WHAT TO WORK ON. Write out everything from the start of the items down to the line containing "<point>528,327</point>", requests included, shifting every x and y coordinate in the answers up by 55. Omit the pictures.

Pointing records
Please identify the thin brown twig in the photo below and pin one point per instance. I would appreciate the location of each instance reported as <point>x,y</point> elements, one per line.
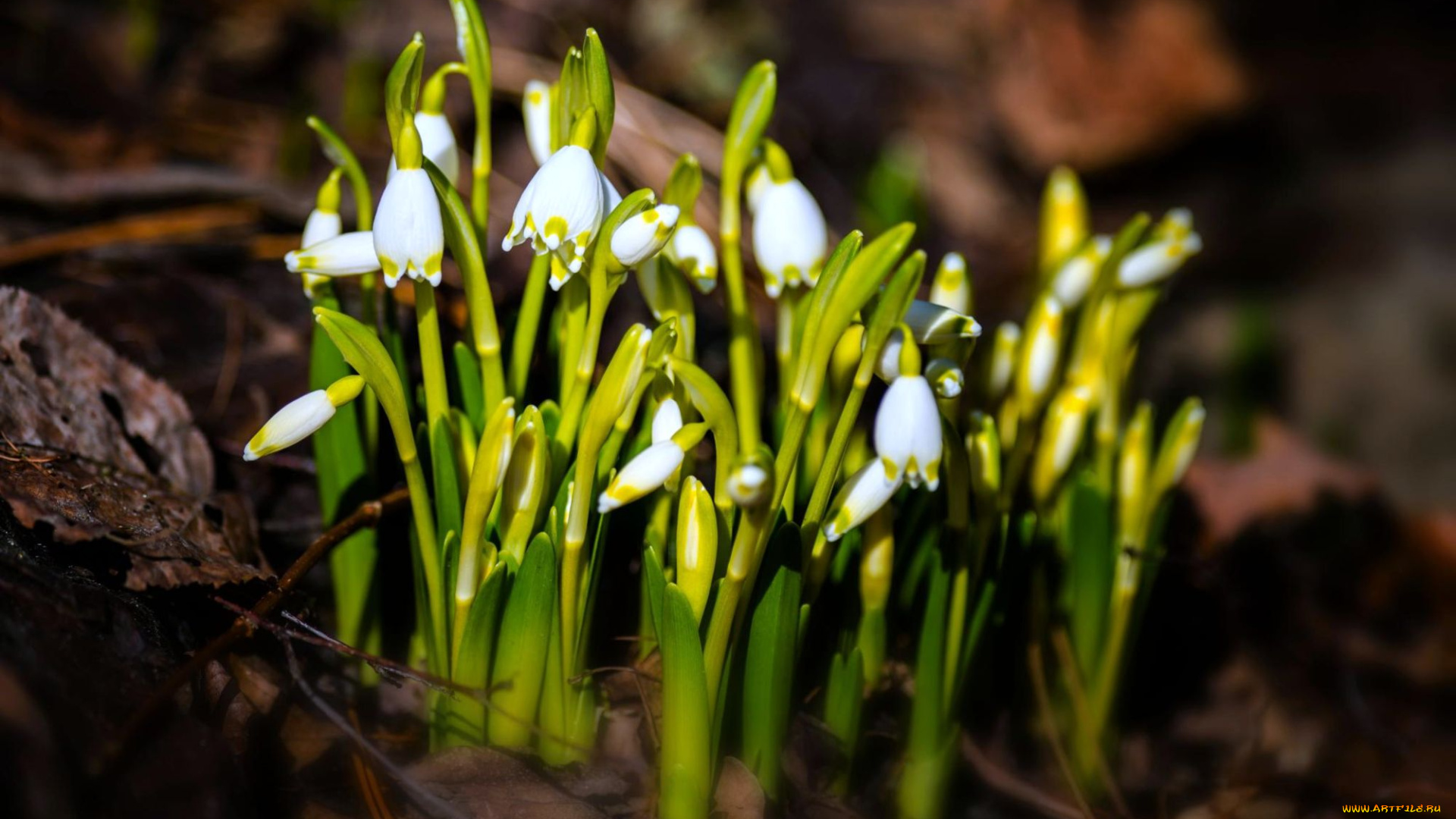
<point>364,516</point>
<point>1038,682</point>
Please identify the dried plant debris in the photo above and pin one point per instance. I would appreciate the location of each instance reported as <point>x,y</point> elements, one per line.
<point>99,450</point>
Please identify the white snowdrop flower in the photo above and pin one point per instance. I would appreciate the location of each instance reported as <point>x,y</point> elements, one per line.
<point>644,235</point>
<point>302,417</point>
<point>946,376</point>
<point>908,431</point>
<point>438,145</point>
<point>667,420</point>
<point>408,234</point>
<point>789,237</point>
<point>692,249</point>
<point>1040,353</point>
<point>1003,359</point>
<point>644,474</point>
<point>348,254</point>
<point>861,496</point>
<point>748,484</point>
<point>1158,260</point>
<point>536,112</point>
<point>934,324</point>
<point>951,286</point>
<point>561,209</point>
<point>1075,279</point>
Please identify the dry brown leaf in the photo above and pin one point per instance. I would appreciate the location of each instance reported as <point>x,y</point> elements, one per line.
<point>99,450</point>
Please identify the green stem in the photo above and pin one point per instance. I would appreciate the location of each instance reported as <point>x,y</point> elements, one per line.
<point>528,327</point>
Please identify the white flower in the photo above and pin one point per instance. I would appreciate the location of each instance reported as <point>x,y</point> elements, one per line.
<point>667,420</point>
<point>561,209</point>
<point>348,254</point>
<point>861,496</point>
<point>408,234</point>
<point>1158,260</point>
<point>302,417</point>
<point>536,112</point>
<point>695,254</point>
<point>1075,279</point>
<point>934,324</point>
<point>908,431</point>
<point>321,226</point>
<point>789,237</point>
<point>438,143</point>
<point>641,237</point>
<point>951,287</point>
<point>641,475</point>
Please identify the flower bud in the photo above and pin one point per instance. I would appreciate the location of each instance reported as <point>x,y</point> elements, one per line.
<point>561,209</point>
<point>348,254</point>
<point>641,237</point>
<point>1075,278</point>
<point>538,117</point>
<point>1040,354</point>
<point>302,417</point>
<point>696,544</point>
<point>865,493</point>
<point>789,237</point>
<point>1062,433</point>
<point>951,286</point>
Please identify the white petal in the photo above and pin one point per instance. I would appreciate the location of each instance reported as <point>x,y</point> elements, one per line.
<point>908,431</point>
<point>296,422</point>
<point>696,256</point>
<point>667,420</point>
<point>644,474</point>
<point>350,254</point>
<point>536,112</point>
<point>644,235</point>
<point>789,237</point>
<point>861,496</point>
<point>438,143</point>
<point>408,234</point>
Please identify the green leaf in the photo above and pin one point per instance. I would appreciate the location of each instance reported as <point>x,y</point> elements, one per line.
<point>599,93</point>
<point>465,246</point>
<point>468,717</point>
<point>340,155</point>
<point>402,85</point>
<point>769,661</point>
<point>685,754</point>
<point>520,651</point>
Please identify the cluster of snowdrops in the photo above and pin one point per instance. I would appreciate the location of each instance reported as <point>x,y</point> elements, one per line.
<point>896,474</point>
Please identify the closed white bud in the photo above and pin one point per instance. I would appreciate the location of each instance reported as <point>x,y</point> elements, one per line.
<point>862,494</point>
<point>1003,359</point>
<point>908,433</point>
<point>1158,260</point>
<point>536,112</point>
<point>348,254</point>
<point>641,237</point>
<point>946,376</point>
<point>951,286</point>
<point>789,237</point>
<point>695,254</point>
<point>1075,279</point>
<point>561,209</point>
<point>302,417</point>
<point>408,234</point>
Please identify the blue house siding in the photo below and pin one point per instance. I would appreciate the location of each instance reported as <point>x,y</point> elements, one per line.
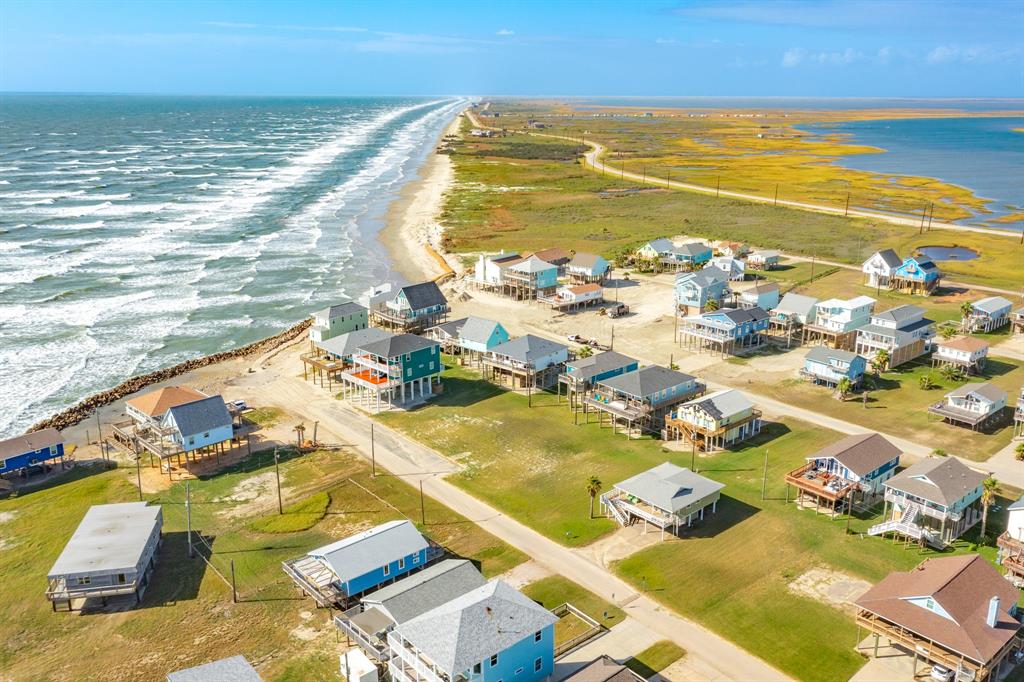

RESULT.
Please identify the thin brown twig in the photo below and pin one point per instance. I would appreciate the location of each instance reported as <point>x,y</point> elements, one per line.
<point>419,571</point>
<point>1093,737</point>
Please identify the dried plant debris in the photo above and pin one point per instance. I would appreciate the location of each instance reported as <point>x,y</point> elements, one per line.
<point>154,505</point>
Please identify the white snowdrop flower in the photo above and pin one point per instance. I would appreciate the location of each instance reported as <point>x,y</point> elements, one per line.
<point>699,290</point>
<point>357,472</point>
<point>1001,431</point>
<point>963,486</point>
<point>493,200</point>
<point>722,475</point>
<point>463,289</point>
<point>844,292</point>
<point>747,304</point>
<point>1095,408</point>
<point>1058,414</point>
<point>699,529</point>
<point>403,309</point>
<point>916,551</point>
<point>803,539</point>
<point>1213,315</point>
<point>591,167</point>
<point>989,379</point>
<point>1006,341</point>
<point>616,264</point>
<point>1130,334</point>
Please identify the dry brown leaf in the photo above and pin one point per instance. I would appreciate the location of each instance reported as <point>x,y</point> elements, one per line.
<point>154,505</point>
Please identify the green stem in the photo above and pin one point per instance. I would appreciate the location of each instance reported as <point>x,y</point> elements, one per line.
<point>583,382</point>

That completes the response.